= ACTIVITY =
Going line by line through the material below, tally those that contain the word "green" and give the count by itself.

= INPUT RECORDS =
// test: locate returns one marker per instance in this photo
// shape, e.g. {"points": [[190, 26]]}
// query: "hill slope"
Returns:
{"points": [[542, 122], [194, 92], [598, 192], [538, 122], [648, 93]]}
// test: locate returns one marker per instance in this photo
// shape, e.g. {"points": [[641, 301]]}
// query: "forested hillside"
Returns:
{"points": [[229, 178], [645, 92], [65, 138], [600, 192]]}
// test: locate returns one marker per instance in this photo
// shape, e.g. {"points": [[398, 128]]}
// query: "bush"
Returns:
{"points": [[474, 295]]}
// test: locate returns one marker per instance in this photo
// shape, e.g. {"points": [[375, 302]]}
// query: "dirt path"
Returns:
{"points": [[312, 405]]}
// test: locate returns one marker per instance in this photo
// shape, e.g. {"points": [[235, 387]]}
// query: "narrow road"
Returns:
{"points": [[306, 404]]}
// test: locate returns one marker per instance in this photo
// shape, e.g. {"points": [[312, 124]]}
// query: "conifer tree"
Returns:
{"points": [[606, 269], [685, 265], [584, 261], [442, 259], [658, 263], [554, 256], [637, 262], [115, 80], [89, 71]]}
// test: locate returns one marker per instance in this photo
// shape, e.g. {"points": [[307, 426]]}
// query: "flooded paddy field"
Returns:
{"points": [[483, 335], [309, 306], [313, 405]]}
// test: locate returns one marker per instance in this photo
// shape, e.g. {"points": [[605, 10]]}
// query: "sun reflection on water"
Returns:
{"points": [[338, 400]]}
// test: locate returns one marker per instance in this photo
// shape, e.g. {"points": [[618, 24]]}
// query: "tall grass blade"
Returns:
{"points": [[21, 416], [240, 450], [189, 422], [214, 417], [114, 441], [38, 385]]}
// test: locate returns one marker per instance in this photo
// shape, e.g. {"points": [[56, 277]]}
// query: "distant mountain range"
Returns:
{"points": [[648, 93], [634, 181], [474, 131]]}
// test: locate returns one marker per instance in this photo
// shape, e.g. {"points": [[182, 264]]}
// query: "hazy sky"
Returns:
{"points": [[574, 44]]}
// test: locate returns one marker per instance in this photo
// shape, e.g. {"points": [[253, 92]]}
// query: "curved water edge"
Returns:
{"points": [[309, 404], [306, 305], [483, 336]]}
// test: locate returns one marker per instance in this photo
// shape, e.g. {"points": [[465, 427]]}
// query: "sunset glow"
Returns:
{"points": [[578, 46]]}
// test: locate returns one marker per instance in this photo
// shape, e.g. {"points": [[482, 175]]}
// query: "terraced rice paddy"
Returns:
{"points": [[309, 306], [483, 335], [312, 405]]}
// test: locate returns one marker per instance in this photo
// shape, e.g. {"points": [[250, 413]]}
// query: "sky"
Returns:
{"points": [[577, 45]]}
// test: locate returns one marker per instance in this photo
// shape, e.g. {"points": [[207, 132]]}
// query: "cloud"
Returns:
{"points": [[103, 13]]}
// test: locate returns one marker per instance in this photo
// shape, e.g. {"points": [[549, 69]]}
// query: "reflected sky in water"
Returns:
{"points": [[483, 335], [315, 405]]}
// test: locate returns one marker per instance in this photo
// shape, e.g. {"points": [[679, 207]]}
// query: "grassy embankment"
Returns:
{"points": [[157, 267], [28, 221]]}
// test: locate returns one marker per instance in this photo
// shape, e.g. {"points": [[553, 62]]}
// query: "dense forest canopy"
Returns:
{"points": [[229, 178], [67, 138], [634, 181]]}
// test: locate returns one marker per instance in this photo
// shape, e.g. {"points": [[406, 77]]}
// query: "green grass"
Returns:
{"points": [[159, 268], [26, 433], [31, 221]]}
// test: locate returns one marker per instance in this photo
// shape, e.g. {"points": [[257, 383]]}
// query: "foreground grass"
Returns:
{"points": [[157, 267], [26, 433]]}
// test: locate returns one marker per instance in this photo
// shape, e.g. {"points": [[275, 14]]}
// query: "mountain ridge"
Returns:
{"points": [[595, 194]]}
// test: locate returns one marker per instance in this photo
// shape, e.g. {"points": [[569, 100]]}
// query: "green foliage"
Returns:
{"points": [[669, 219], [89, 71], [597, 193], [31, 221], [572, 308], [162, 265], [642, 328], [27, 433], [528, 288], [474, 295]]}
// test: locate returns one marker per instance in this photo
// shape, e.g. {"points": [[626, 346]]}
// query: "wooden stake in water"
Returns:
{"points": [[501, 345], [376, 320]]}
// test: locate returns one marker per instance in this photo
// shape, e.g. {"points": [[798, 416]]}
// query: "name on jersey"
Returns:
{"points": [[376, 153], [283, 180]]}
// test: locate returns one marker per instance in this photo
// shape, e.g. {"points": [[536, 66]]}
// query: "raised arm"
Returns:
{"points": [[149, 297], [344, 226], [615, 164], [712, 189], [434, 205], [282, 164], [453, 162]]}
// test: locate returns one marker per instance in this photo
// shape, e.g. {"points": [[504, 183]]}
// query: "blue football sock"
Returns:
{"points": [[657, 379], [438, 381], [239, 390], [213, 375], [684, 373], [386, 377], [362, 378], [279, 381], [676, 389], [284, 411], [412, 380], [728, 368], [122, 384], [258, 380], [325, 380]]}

= TASK RESULT =
2